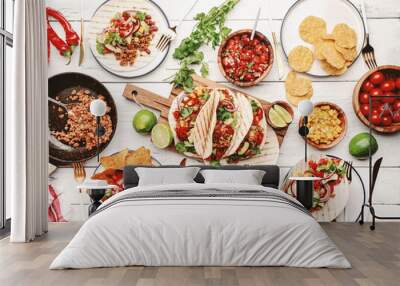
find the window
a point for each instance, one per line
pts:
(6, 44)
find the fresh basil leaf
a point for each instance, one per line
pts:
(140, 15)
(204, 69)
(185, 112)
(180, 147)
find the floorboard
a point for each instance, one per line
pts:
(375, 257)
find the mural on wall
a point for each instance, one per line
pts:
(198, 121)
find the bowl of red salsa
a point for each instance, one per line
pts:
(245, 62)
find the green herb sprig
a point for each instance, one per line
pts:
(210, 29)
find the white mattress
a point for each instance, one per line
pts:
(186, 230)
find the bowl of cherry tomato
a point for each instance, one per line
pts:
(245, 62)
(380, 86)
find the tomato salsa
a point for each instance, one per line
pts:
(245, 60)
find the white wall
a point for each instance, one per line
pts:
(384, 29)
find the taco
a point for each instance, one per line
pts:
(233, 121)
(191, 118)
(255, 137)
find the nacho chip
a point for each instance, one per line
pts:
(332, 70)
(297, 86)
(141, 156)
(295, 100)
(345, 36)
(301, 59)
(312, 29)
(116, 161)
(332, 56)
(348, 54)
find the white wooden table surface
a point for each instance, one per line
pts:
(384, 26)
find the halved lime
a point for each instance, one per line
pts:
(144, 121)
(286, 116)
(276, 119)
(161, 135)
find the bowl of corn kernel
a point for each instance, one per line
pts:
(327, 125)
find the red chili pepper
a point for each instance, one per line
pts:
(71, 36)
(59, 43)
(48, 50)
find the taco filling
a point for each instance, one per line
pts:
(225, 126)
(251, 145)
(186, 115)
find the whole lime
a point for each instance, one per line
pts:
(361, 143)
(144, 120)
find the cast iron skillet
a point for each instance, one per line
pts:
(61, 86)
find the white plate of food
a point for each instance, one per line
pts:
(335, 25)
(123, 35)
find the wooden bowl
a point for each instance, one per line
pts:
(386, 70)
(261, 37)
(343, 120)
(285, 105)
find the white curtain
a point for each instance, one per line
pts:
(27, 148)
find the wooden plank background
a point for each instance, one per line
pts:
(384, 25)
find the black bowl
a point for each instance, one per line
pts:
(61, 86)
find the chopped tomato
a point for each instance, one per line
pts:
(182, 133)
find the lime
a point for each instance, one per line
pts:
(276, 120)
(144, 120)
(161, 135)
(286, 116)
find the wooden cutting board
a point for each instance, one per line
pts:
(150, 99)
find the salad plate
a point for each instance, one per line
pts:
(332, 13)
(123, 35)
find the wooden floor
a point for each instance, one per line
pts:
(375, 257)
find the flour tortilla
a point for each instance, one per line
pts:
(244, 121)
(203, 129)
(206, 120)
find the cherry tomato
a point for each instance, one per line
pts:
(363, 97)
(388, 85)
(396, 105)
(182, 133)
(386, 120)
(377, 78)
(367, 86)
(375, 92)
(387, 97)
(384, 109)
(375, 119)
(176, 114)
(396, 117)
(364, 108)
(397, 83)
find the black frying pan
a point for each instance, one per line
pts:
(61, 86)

+ + + + +

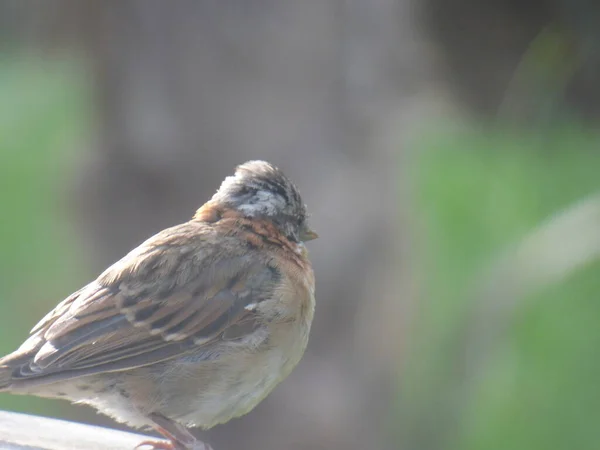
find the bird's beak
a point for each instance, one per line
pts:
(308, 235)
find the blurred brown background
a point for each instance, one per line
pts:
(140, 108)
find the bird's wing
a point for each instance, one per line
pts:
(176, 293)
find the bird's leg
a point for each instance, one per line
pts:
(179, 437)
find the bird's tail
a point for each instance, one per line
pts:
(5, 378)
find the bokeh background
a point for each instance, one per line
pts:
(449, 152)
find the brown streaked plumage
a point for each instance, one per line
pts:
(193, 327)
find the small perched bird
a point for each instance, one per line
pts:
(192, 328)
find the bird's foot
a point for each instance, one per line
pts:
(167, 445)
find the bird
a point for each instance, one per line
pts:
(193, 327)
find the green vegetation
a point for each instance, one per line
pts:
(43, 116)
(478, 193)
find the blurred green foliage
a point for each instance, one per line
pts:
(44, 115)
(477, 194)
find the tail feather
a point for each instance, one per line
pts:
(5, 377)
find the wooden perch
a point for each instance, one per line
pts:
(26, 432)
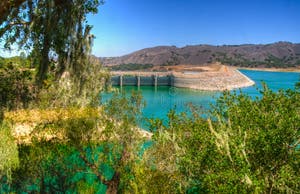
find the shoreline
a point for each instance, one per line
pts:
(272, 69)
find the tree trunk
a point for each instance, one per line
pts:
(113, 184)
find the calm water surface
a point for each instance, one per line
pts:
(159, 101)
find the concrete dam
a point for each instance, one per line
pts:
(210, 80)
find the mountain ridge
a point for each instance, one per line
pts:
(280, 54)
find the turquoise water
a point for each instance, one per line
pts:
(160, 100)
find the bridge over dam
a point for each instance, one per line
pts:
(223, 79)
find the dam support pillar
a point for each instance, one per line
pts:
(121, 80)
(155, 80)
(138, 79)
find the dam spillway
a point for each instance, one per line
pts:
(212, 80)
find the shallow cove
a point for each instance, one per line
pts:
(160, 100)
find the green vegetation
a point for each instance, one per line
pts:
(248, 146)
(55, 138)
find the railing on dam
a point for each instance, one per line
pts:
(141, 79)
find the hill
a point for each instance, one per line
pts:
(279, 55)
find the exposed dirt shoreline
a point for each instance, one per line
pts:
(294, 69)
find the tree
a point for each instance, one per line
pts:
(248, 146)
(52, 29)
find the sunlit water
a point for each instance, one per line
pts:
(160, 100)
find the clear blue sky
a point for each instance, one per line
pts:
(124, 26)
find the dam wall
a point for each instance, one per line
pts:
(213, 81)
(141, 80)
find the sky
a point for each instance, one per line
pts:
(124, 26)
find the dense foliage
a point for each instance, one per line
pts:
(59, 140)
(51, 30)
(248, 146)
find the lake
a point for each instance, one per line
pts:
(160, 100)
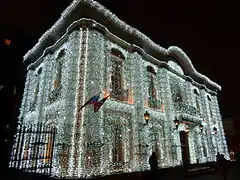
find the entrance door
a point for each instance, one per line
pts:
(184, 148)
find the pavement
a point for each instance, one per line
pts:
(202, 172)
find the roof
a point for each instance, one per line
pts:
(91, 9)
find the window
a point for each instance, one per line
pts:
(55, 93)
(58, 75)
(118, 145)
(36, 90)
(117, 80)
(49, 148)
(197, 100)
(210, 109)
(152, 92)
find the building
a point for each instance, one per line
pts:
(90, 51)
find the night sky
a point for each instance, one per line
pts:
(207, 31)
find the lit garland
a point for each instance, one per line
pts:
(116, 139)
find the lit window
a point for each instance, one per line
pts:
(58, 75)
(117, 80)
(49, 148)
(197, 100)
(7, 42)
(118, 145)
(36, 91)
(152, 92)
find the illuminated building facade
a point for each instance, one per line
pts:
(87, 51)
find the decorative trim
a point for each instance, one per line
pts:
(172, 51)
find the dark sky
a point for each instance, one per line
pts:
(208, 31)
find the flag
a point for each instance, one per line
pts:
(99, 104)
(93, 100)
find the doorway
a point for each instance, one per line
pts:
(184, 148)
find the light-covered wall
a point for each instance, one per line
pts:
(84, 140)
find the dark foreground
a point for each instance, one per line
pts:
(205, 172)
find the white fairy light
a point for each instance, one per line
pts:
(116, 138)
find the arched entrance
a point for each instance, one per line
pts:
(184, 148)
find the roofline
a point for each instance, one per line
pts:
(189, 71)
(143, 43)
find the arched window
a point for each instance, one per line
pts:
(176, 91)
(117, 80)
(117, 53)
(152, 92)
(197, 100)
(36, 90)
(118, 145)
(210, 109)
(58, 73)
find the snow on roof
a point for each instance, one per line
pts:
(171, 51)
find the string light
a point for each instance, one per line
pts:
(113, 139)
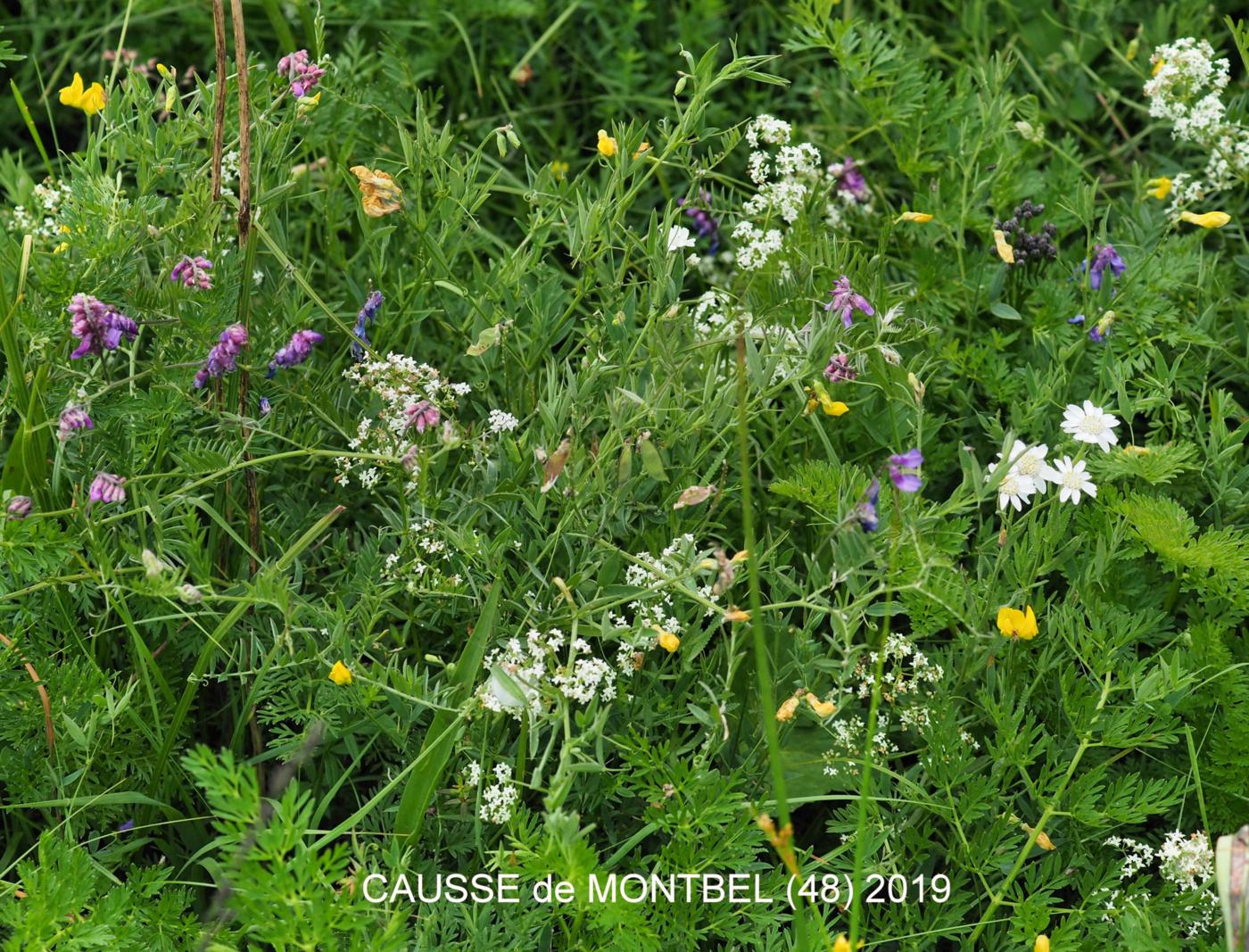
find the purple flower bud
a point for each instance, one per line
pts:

+ + + + +

§ Your instructions
Pick out and copy the lines of the entries that hold the string "plate".

§ Written response
find the white plate of food
find the salad plate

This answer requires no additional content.